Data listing
■ ■ ■

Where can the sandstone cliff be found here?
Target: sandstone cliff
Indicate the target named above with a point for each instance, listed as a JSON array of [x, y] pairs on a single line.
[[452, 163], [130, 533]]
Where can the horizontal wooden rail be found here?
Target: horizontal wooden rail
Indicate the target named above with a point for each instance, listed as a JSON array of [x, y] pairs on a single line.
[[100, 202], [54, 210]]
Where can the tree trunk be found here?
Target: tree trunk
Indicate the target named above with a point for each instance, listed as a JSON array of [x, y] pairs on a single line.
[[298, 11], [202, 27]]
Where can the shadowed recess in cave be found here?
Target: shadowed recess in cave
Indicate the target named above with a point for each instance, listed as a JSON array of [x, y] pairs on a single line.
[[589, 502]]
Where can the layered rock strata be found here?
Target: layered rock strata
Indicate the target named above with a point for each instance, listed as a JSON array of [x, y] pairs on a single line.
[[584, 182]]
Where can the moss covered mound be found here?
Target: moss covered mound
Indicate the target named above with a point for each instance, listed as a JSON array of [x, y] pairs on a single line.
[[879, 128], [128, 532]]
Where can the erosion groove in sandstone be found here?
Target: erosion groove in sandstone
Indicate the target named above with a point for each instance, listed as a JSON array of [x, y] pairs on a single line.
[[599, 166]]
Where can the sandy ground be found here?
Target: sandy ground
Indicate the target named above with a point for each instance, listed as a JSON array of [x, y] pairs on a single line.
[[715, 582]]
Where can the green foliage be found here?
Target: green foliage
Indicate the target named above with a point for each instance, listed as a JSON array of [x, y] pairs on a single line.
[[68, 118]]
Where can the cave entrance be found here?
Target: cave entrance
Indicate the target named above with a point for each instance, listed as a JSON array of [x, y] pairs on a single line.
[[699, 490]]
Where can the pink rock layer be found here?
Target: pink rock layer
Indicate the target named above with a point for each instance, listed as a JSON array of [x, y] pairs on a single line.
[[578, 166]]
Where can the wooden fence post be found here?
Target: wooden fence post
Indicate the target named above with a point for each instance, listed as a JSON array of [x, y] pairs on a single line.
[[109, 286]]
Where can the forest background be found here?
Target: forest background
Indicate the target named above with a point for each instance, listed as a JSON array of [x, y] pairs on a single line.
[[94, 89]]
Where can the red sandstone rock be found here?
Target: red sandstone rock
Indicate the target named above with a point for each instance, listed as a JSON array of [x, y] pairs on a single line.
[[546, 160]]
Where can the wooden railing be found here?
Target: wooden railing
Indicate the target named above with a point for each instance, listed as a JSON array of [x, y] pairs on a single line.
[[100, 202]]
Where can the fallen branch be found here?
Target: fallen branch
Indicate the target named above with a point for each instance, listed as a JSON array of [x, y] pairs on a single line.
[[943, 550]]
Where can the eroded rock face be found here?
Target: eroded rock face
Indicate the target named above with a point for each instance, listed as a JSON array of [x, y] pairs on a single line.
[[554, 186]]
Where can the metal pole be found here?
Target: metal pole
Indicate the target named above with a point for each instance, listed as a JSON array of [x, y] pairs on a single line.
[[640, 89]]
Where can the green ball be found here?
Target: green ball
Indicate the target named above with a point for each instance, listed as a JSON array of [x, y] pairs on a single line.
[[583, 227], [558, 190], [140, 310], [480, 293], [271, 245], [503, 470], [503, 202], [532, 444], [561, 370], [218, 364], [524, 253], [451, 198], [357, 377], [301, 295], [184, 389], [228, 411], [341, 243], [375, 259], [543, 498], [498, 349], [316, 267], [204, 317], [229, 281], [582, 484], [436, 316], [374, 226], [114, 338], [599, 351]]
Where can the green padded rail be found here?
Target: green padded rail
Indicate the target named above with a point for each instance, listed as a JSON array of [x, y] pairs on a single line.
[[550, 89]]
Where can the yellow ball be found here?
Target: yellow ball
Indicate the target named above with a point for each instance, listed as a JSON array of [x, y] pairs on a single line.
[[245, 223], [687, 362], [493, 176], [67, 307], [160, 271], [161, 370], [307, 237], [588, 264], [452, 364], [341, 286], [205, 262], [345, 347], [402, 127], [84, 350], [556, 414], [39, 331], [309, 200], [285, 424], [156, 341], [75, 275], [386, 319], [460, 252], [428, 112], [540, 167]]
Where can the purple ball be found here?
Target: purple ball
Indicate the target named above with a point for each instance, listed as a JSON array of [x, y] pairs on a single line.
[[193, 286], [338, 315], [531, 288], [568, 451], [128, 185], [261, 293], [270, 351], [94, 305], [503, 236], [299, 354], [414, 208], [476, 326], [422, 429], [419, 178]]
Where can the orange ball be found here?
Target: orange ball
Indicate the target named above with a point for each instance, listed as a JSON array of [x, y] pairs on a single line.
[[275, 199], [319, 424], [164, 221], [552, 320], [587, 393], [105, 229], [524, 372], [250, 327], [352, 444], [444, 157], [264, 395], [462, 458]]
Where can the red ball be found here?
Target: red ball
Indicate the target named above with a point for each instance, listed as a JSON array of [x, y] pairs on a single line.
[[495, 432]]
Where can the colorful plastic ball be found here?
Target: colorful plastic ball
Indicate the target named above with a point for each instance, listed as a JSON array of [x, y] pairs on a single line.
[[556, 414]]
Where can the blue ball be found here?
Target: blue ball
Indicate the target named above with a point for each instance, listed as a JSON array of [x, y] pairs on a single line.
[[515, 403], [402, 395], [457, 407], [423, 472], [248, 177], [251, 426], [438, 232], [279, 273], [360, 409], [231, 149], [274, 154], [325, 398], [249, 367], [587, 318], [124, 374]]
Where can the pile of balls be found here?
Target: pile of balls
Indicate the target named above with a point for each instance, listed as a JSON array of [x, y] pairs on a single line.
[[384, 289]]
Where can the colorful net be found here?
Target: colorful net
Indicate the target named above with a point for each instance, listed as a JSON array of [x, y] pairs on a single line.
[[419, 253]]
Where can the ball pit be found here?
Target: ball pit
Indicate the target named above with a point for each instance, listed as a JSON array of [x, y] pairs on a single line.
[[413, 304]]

■ ■ ■

SET TASK - Lay out every line of the material above as a JSON list of strings, one string per line, with blank lines left out.

ANSWER TO THE PROBLEM -
[
  "Where can the sandstone cliff be found here?",
  "Target: sandstone cliff",
  "Indicate the target named above with a point for each instance, listed as a JSON array of [x, y] pairs on a single line.",
  "[[452, 163], [130, 533]]",
  "Where can the horizontal wooden rail be found here?",
  "Target: horizontal wooden rail",
  "Indicate the target named above with a point for each instance, listed as a JSON array of [x, y] pairs on a single line.",
  "[[100, 202], [54, 210]]",
  "Where can the tree trunk be found here?",
  "Target: tree trunk",
  "Indicate the target named above with a point for each instance, listed as a JSON array of [x, y] pairs on a single line.",
  "[[298, 11], [202, 27]]",
  "Where can the shadowed recess in cave be found here?",
  "Target: shadowed recess in cave",
  "Indicate the target named above with a point for each instance, listed as a JSON array of [x, y] pairs on a single line.",
  "[[589, 502]]",
  "Where can the layered rock strata be found here?",
  "Target: layered rock strata",
  "Indicate the target named above with a point for each instance, listed as a JSON array of [x, y] pairs on a single line.",
  "[[584, 182]]",
  "Where can the moss covered mound be found here?",
  "Target: moss covered mound",
  "Indicate the target named above with a point for each instance, listed as a JSON array of [x, y] pairs on a single line.",
  "[[879, 128], [128, 532]]",
  "Where can the erosion groove in sandstone be found here?",
  "Target: erosion groove in sandstone",
  "Indicate the target named above with a point for each instance, listed as a JSON array of [x, y] pairs on a single line.",
  "[[599, 166]]",
  "Where can the sandy ground be found here?",
  "Target: sandy ground",
  "Indicate the target named above with a point for each instance, listed as a JSON array of [x, y] pairs on a single line.",
  "[[715, 582]]",
  "Where can the green foliage be found here?",
  "Target: green foliage",
  "Indicate the target named above with a point for each instance, listed as a JSON array of [x, y] pairs on a single line.",
  "[[68, 118]]",
  "Where can the cave entrance be found here?",
  "Target: cave entrance",
  "Indicate the target named above with a point for each instance, listed as a JSON array of [x, y] pairs on a single line.",
  "[[699, 490]]",
  "Where can the pink rock layer be found here?",
  "Target: pink rock layer",
  "Indicate the target named above with a point for each instance, listed as a JSON array of [x, y] pairs on a single line.",
  "[[578, 166]]",
  "Where can the wooden fence post be found here?",
  "Target: wooden fence post",
  "Indicate the target named above with a point for each instance, listed as a JSON array of [x, y] pairs on a single line.",
  "[[109, 286]]",
  "Where can the forest background be found here?",
  "Target: forest background",
  "Indicate the target named above with a point for each instance, listed as a JSON array of [x, y] pairs on a single line.",
  "[[94, 89]]",
  "Where can the red sandstone rock be found here?",
  "Target: red sandstone rock",
  "Indicate the target named above with a point for each instance, listed as a JSON array of [x, y] pairs on a single line.",
  "[[546, 160]]",
  "Where can the wooden railing be found here?",
  "Target: wooden railing",
  "Indicate the target named above with a point for each instance, listed as a JSON array of [x, y] pairs on a single line.",
  "[[100, 202]]",
  "Where can the fallen branch be found here?",
  "Target: fallen branch",
  "Indicate the target named above with a point for each instance, listed as a JSON array of [x, y] pairs on a single line.",
  "[[943, 550]]",
  "Where can the eroded rock face be found here?",
  "Target: eroded rock face",
  "Indicate the target named above with a point for each instance, listed as a JSON array of [x, y] pairs on a single line.",
  "[[554, 186]]",
  "Where can the metal pole be found here?",
  "Target: metal pole",
  "Indicate the target named above with a point for each instance, listed as a JSON array of [x, y] pairs on a single line.",
  "[[640, 89]]",
  "Where can the green ball be found here?",
  "Target: green ball",
  "Indicate the target named above with a point for each instance, listed as a JSON array of [x, y] pairs on a single line.",
  "[[583, 227], [558, 190], [140, 310], [480, 293], [271, 245], [503, 470], [503, 202], [532, 444], [561, 370], [218, 364], [524, 253], [451, 198], [357, 377], [301, 295], [184, 389], [228, 411], [341, 243], [375, 259], [543, 498], [498, 349], [316, 267], [204, 317], [229, 281], [582, 484], [436, 316], [374, 226], [114, 338], [599, 351]]",
  "Where can the green padded rail be found here?",
  "Target: green padded rail",
  "Indicate the target named above with a point for each instance, listed as a JSON array of [x, y] pairs on a single line.",
  "[[550, 89]]",
  "Where can the yellow ball be found here?",
  "Target: yellow ball",
  "Indicate the target named above with a point for each instance, listed as a JSON array of [x, y] pairs on a single line.",
  "[[245, 223], [687, 362], [493, 176], [67, 307], [160, 271], [161, 370], [307, 237], [588, 264], [452, 364], [341, 286], [205, 262], [345, 347], [402, 127], [84, 350], [556, 414], [39, 331], [309, 200], [285, 424], [156, 341], [75, 275], [386, 319], [460, 252], [428, 112], [540, 167]]",
  "Where can the purple ball be found here?",
  "Target: purple ball",
  "Indicate the target named above with a point for each instance, listed as a JSON array of [x, y] pairs on a single line.",
  "[[193, 286], [338, 315], [531, 288], [568, 451], [128, 185], [261, 293], [270, 351], [94, 305], [503, 236], [299, 354], [414, 208], [476, 326], [422, 429], [419, 178]]",
  "Where can the orange ball be found here?",
  "Target: orange ball",
  "Indicate the target named above with a point for each instance, listed as a JSON array of [x, y] pairs on a single line.",
  "[[275, 199], [319, 424], [164, 221], [552, 320], [587, 393], [105, 229], [524, 372], [250, 327], [352, 444], [444, 157], [264, 395], [462, 458]]",
  "Where can the red ball be found here?",
  "Target: red ball",
  "Indicate the target named above with a point for each instance, listed as a JSON array of [x, y] pairs on a single line.",
  "[[495, 432]]",
  "Where can the colorful plastic ball be found here?",
  "Target: colorful plastic ball",
  "Indicate the target named above with a point for each instance, listed as a JSON array of [x, y] pairs on a single line.",
  "[[556, 414]]",
  "Where can the blue ball be found here?",
  "Target: blue ball",
  "Indicate the target named above with a point for each instance, listed as a JSON array of [x, y] pairs on a single line.",
  "[[515, 403], [402, 395], [457, 407], [423, 472], [248, 177], [251, 426], [438, 232], [279, 273], [360, 409], [231, 149], [274, 154], [325, 398], [249, 367], [587, 318], [124, 374]]",
  "Where can the pile of balls be found here?",
  "Target: pile of balls",
  "Indicate the target named above with a point for each instance, listed as a JSON array of [x, y] pairs on a single line.",
  "[[384, 289]]",
  "Where can the colorful net be found here?",
  "Target: colorful net",
  "Indicate the target named above with a point for each instance, listed as a JSON array of [x, y] pairs on a single line.",
  "[[419, 253]]",
  "Where can the ball pit be found here?",
  "Target: ball pit",
  "Indicate the target named above with a point for each instance, listed as a JSON array of [x, y] pairs on a single line.",
  "[[413, 304]]"
]